Task item: Given the entries below, would you transcribe exactly the lines starting at the one with "Target: light hardwood floor" and ending at the one with "Target: wooden shelf", both kept, pictures omitted, nothing extra?
--- --- ---
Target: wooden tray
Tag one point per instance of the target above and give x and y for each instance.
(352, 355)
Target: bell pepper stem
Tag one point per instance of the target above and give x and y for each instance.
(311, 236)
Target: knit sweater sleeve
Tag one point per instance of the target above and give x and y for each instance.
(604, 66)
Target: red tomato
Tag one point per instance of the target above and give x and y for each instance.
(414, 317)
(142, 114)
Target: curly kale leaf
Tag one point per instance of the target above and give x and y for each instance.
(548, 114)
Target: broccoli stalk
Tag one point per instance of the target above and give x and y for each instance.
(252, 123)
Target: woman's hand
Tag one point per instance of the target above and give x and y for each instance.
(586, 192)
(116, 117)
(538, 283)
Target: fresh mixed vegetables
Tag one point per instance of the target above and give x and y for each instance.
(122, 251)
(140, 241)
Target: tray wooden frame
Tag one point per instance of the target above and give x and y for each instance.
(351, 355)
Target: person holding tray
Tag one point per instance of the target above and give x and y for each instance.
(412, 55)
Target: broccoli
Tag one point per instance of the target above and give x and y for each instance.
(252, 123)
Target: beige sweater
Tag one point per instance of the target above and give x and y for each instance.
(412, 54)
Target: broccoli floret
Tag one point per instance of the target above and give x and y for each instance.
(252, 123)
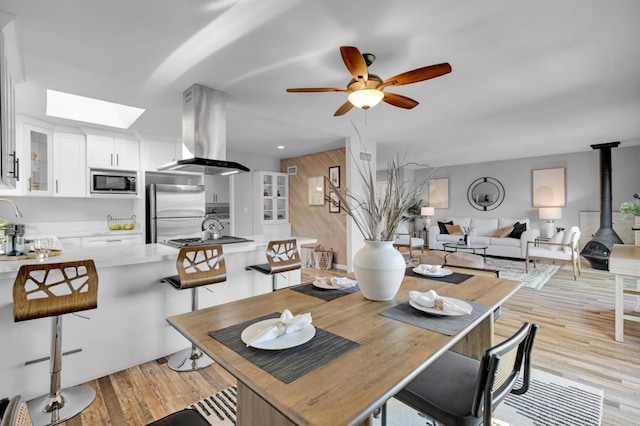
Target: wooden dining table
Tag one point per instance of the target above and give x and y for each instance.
(386, 353)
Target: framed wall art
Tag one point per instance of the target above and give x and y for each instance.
(548, 187)
(316, 191)
(334, 175)
(439, 193)
(334, 203)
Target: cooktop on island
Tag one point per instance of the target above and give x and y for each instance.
(183, 242)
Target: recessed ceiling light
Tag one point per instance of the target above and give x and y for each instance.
(89, 110)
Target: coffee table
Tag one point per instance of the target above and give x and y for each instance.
(472, 247)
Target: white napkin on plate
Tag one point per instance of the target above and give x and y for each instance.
(431, 299)
(288, 324)
(433, 269)
(343, 282)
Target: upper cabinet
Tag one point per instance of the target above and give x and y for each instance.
(69, 165)
(272, 190)
(158, 154)
(107, 152)
(10, 73)
(37, 142)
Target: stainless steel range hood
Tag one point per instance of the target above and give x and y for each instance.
(204, 133)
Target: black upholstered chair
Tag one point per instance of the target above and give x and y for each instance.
(458, 390)
(197, 266)
(282, 256)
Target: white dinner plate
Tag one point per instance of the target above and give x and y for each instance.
(286, 341)
(328, 284)
(435, 311)
(441, 273)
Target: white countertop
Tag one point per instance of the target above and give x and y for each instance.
(131, 254)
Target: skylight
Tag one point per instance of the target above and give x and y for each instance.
(89, 110)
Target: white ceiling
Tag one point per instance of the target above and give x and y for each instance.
(529, 77)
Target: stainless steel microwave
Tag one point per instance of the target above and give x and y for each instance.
(112, 182)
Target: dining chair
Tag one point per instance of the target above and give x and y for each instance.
(186, 417)
(52, 290)
(197, 266)
(404, 239)
(282, 256)
(458, 390)
(565, 251)
(16, 414)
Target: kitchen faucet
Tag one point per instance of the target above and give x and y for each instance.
(15, 207)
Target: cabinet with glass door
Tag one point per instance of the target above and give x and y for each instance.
(272, 190)
(37, 145)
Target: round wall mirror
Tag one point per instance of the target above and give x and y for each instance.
(485, 193)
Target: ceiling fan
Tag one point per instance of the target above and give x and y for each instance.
(367, 90)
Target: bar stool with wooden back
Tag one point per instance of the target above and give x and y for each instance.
(197, 266)
(282, 256)
(52, 290)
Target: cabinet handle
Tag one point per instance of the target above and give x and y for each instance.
(16, 166)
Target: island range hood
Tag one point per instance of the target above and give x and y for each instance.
(204, 134)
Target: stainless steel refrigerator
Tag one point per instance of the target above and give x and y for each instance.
(174, 211)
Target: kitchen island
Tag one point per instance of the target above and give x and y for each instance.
(128, 327)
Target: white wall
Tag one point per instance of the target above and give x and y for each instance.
(582, 184)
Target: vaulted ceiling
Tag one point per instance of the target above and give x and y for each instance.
(529, 77)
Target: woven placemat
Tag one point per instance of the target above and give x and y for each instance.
(290, 364)
(324, 294)
(454, 278)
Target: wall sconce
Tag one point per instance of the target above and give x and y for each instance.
(427, 212)
(550, 214)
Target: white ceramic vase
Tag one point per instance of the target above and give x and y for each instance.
(379, 269)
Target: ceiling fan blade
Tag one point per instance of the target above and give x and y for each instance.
(399, 100)
(317, 89)
(345, 108)
(354, 62)
(419, 74)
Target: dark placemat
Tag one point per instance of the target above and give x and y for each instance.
(454, 278)
(324, 294)
(286, 365)
(448, 325)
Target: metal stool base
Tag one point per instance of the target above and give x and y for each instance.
(75, 398)
(189, 360)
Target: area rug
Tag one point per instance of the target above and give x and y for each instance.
(515, 270)
(550, 401)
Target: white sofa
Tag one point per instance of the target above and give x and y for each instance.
(483, 233)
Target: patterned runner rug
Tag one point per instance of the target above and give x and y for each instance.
(515, 270)
(550, 401)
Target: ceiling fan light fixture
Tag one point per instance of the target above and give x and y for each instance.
(365, 98)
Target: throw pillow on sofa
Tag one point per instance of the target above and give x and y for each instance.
(518, 229)
(454, 229)
(443, 226)
(503, 232)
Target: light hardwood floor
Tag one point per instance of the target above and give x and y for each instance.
(575, 341)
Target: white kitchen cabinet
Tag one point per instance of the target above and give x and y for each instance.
(69, 165)
(158, 154)
(37, 146)
(70, 243)
(110, 240)
(108, 152)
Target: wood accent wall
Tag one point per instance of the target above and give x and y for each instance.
(330, 229)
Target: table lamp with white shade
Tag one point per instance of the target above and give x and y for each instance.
(550, 214)
(427, 212)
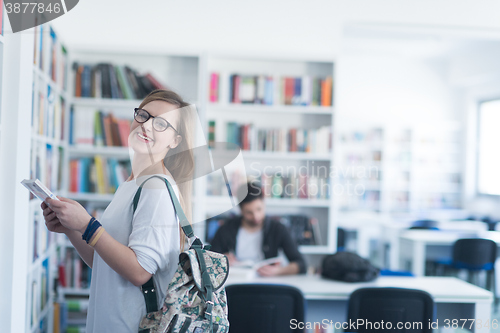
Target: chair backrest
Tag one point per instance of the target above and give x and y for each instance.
(411, 307)
(474, 253)
(263, 308)
(340, 239)
(424, 225)
(421, 227)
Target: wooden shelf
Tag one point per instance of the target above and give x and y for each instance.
(276, 202)
(48, 80)
(107, 102)
(296, 109)
(119, 152)
(90, 197)
(315, 249)
(74, 291)
(51, 141)
(274, 155)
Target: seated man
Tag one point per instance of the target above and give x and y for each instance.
(253, 236)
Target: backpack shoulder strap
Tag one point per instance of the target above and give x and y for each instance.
(186, 226)
(147, 289)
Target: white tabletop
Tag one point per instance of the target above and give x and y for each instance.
(445, 237)
(442, 289)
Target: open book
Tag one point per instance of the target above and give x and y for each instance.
(38, 189)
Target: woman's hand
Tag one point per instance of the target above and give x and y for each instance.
(51, 221)
(69, 213)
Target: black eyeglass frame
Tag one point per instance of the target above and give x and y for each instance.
(136, 110)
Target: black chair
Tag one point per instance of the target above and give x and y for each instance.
(392, 306)
(340, 239)
(264, 308)
(475, 255)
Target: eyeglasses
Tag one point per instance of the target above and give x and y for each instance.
(159, 124)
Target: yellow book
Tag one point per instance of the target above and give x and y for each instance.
(101, 187)
(57, 318)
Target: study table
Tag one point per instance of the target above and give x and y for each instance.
(328, 299)
(392, 235)
(416, 246)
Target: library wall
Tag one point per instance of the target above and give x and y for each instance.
(390, 89)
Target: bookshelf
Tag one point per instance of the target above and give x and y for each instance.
(177, 72)
(33, 65)
(271, 100)
(402, 168)
(48, 148)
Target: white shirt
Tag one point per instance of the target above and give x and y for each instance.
(249, 245)
(115, 304)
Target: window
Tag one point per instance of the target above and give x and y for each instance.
(488, 154)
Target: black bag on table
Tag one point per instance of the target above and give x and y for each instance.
(348, 267)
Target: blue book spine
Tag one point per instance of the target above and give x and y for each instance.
(268, 94)
(112, 172)
(297, 91)
(231, 78)
(71, 126)
(85, 174)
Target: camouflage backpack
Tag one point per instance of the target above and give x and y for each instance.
(195, 300)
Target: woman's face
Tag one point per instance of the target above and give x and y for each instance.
(144, 139)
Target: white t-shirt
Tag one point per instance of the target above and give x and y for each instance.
(115, 304)
(249, 245)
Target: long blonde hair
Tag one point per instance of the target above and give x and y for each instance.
(180, 160)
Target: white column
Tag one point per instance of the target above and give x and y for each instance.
(17, 78)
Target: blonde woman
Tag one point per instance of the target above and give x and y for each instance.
(125, 249)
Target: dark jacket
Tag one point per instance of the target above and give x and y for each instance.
(275, 237)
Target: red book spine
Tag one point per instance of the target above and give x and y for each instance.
(214, 87)
(237, 81)
(124, 129)
(62, 276)
(154, 81)
(73, 179)
(289, 90)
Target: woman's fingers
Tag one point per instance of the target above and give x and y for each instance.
(47, 211)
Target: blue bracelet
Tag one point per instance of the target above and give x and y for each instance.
(89, 226)
(91, 229)
(95, 226)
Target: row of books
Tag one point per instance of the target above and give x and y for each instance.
(47, 113)
(97, 174)
(73, 272)
(46, 165)
(40, 292)
(295, 186)
(90, 127)
(106, 80)
(50, 56)
(1, 17)
(274, 185)
(269, 90)
(42, 238)
(249, 137)
(70, 316)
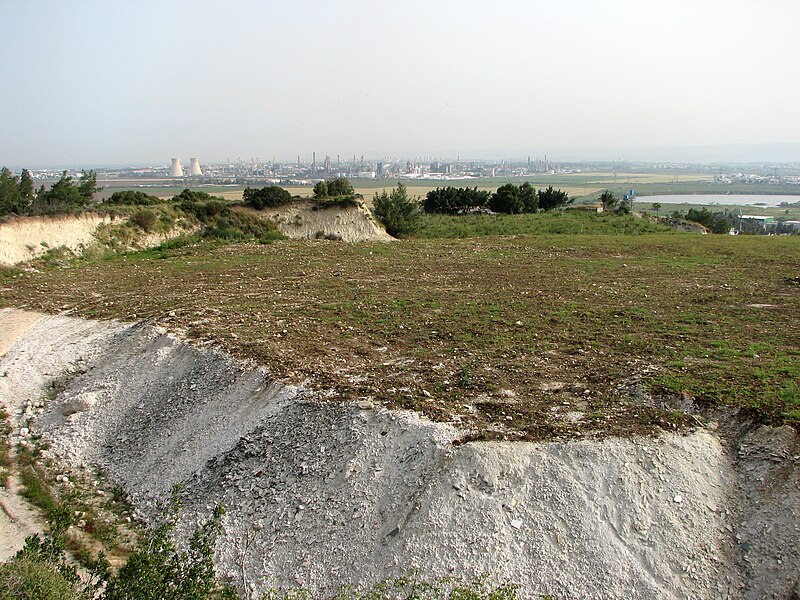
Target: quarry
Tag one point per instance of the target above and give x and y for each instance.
(365, 411)
(321, 494)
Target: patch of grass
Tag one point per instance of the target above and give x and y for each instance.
(6, 455)
(714, 315)
(560, 223)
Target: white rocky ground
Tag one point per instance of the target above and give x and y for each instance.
(325, 494)
(24, 238)
(302, 220)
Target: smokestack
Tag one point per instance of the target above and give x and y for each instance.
(194, 167)
(176, 170)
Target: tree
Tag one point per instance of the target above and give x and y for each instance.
(529, 196)
(507, 199)
(609, 200)
(550, 199)
(656, 207)
(268, 196)
(340, 186)
(63, 194)
(10, 197)
(321, 189)
(26, 186)
(88, 186)
(133, 198)
(399, 213)
(454, 201)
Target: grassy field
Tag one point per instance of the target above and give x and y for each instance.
(524, 337)
(465, 226)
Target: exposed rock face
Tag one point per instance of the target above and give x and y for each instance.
(24, 238)
(326, 494)
(304, 220)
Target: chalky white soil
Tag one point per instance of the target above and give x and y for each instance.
(324, 494)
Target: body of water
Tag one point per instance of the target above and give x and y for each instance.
(723, 199)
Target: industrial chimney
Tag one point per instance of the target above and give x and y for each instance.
(176, 170)
(194, 167)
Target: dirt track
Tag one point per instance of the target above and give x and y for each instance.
(324, 494)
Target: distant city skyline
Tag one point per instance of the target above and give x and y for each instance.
(97, 83)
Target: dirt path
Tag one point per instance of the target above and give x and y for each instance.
(13, 323)
(18, 519)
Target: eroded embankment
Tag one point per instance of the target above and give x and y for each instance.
(24, 238)
(308, 221)
(324, 494)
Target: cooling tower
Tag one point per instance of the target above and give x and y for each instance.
(194, 167)
(176, 170)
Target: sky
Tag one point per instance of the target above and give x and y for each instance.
(93, 83)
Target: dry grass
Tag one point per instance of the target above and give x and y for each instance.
(522, 337)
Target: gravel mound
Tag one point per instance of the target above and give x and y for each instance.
(322, 494)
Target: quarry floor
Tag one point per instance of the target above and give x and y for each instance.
(322, 493)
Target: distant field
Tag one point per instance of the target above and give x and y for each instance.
(581, 186)
(523, 330)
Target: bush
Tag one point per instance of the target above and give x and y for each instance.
(266, 197)
(331, 188)
(158, 570)
(145, 219)
(133, 198)
(27, 577)
(399, 213)
(453, 201)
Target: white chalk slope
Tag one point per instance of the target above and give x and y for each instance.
(325, 494)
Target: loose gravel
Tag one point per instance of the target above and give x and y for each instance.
(323, 494)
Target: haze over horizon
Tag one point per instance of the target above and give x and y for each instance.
(98, 83)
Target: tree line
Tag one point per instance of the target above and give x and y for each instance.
(508, 199)
(19, 196)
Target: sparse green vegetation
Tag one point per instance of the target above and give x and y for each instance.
(592, 308)
(563, 223)
(266, 197)
(133, 198)
(399, 213)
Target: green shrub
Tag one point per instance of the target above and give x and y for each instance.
(399, 213)
(29, 577)
(145, 219)
(133, 198)
(266, 197)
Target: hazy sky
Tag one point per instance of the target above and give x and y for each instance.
(110, 82)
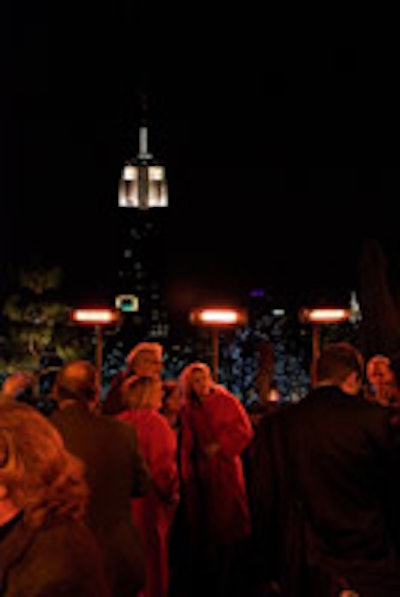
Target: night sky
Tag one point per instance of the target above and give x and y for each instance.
(280, 148)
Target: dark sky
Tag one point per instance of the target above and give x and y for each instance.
(280, 147)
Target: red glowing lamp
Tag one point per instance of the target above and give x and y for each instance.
(95, 316)
(324, 315)
(98, 317)
(218, 316)
(316, 317)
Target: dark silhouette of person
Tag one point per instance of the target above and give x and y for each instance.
(323, 469)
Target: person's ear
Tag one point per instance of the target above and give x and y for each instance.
(352, 383)
(3, 491)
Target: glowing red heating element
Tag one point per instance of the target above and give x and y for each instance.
(95, 316)
(324, 315)
(218, 316)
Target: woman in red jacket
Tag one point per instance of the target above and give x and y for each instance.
(154, 512)
(215, 432)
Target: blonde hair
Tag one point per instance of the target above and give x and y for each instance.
(41, 477)
(138, 392)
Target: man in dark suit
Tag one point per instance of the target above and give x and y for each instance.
(115, 470)
(329, 461)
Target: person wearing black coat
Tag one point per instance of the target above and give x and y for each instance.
(329, 475)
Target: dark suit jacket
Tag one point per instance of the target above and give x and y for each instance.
(116, 472)
(61, 558)
(329, 478)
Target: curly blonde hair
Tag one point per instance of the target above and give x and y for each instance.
(41, 477)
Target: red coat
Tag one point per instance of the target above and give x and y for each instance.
(154, 512)
(214, 486)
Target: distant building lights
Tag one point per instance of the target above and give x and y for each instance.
(257, 293)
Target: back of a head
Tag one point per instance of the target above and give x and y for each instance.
(77, 380)
(152, 349)
(337, 361)
(42, 477)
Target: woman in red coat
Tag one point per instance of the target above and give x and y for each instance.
(215, 432)
(154, 512)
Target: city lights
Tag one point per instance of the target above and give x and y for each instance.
(317, 317)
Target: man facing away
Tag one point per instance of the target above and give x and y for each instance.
(329, 461)
(115, 472)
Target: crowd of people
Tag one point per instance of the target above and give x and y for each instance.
(172, 488)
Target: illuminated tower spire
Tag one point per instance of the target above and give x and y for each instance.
(143, 182)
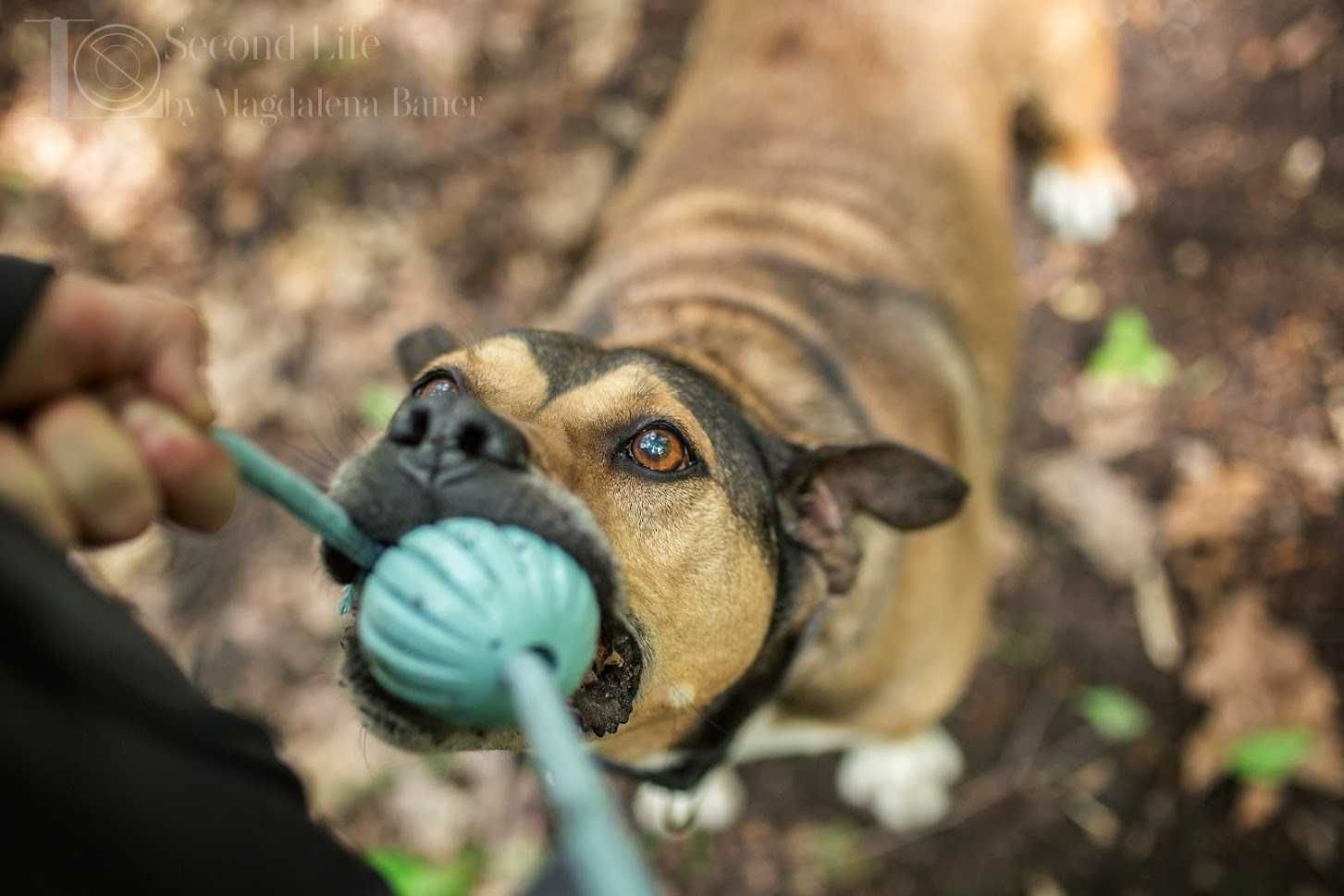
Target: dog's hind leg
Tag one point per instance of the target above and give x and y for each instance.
(1079, 186)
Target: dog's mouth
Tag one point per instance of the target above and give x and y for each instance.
(607, 696)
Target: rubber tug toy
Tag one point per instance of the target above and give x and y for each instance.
(481, 625)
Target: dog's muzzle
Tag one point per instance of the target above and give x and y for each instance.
(450, 456)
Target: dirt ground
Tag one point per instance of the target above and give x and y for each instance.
(311, 242)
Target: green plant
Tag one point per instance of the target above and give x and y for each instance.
(1269, 756)
(1128, 352)
(1113, 714)
(409, 875)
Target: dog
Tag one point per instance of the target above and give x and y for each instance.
(768, 418)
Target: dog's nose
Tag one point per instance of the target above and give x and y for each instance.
(459, 423)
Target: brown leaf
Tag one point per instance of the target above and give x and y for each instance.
(1215, 508)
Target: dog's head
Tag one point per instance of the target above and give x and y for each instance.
(697, 525)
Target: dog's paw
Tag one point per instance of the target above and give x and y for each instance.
(905, 783)
(1082, 202)
(714, 804)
--- --- ---
Expected output:
Target: light hardwood floor
Tag one point per instance of the target above and give x and y for each instance.
(575, 341)
Target: white kitchen cabinet
Tag one point per instance of the target above and give x and y for each instance.
(69, 165)
(158, 154)
(37, 146)
(70, 243)
(110, 240)
(108, 152)
Target: wood accent wall
Tag one point per instance of the target above and give x and y for each instance.
(330, 229)
Target: table lamp with white shade
Tag one point per instance of the target above and give x and y for each instance.
(550, 214)
(427, 212)
Target: chair backrest
Tag one point per instance of the target above and give x and y for each instance.
(411, 307)
(474, 253)
(263, 308)
(340, 239)
(424, 225)
(421, 227)
Target: wooden shelf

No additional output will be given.